*** Information ***
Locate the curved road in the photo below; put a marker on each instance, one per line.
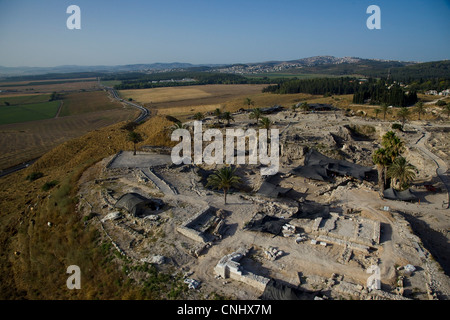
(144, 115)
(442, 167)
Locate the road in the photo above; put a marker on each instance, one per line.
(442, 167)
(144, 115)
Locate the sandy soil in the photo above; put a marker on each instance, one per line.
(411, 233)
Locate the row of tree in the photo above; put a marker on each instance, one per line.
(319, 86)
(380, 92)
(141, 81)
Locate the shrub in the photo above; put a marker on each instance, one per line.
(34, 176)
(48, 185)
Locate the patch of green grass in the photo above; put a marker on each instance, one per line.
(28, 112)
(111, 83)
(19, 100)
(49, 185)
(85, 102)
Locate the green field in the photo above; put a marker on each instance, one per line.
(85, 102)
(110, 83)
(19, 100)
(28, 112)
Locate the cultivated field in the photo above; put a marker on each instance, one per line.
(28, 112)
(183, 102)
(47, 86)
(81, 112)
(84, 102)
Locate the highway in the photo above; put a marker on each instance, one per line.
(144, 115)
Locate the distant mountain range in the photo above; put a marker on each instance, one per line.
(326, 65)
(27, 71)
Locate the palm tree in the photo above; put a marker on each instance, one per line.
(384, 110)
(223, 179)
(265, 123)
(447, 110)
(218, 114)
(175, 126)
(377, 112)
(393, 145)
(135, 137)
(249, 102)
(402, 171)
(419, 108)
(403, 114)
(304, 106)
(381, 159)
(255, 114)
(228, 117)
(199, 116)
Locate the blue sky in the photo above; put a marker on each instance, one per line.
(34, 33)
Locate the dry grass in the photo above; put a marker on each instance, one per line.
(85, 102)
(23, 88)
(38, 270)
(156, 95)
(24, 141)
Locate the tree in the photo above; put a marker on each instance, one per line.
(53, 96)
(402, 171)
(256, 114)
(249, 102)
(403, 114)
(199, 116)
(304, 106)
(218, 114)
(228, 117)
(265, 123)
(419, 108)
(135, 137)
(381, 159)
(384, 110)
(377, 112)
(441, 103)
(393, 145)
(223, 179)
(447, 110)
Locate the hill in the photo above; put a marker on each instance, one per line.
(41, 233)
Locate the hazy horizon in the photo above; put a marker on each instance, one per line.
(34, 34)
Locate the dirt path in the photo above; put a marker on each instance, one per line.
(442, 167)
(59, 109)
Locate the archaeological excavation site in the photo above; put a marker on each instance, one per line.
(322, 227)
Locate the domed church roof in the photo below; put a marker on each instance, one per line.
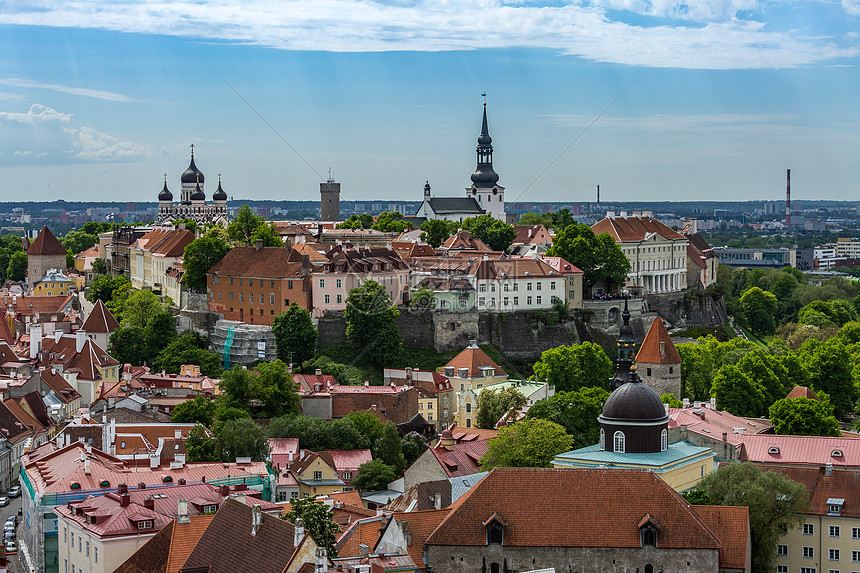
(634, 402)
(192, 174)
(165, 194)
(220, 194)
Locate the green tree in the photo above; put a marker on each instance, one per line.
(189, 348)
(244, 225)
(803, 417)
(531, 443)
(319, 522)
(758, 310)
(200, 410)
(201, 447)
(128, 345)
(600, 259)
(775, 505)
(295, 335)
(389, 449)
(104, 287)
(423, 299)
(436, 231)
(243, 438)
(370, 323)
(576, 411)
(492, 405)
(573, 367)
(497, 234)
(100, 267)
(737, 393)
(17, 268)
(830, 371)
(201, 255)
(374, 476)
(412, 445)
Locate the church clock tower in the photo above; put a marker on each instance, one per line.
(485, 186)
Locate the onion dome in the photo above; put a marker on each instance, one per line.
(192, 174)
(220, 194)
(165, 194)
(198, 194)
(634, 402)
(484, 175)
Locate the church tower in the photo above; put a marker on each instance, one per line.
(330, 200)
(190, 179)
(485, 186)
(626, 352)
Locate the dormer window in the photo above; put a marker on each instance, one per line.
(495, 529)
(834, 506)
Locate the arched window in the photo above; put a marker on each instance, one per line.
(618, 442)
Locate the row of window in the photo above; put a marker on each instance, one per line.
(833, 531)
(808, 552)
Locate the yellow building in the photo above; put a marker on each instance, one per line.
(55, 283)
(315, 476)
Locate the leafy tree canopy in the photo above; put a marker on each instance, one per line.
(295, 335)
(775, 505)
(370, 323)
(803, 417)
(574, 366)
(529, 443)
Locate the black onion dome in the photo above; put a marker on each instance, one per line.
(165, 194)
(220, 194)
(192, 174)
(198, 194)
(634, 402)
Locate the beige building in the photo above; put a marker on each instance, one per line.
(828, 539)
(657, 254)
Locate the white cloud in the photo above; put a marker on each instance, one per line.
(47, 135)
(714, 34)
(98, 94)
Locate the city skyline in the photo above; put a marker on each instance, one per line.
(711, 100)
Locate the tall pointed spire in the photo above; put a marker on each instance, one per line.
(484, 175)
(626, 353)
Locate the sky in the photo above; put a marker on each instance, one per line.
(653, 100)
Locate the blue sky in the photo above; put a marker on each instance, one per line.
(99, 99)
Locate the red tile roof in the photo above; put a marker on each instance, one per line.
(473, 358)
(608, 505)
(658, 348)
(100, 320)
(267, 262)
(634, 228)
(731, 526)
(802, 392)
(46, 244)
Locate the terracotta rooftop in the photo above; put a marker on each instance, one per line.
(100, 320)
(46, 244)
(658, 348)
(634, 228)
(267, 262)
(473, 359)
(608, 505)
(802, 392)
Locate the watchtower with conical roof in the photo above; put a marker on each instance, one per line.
***
◆ **Aim of the exercise**
The answer is the line with "Locate the red" plus every line after it, printed exactly as they appear above.

◆ **Exercise result**
Locate the red tile roof in the photo above; put a marker on each instance, one per line.
(473, 358)
(608, 505)
(658, 348)
(100, 320)
(267, 262)
(634, 228)
(731, 526)
(802, 392)
(46, 244)
Locate the terracotta rooftop in the photo above; put a marker on each instance, one per line.
(100, 320)
(46, 244)
(658, 348)
(634, 228)
(267, 262)
(473, 359)
(608, 505)
(802, 392)
Locate the watchtower with conical roof in the photo above; put a marker on each instance, one per line.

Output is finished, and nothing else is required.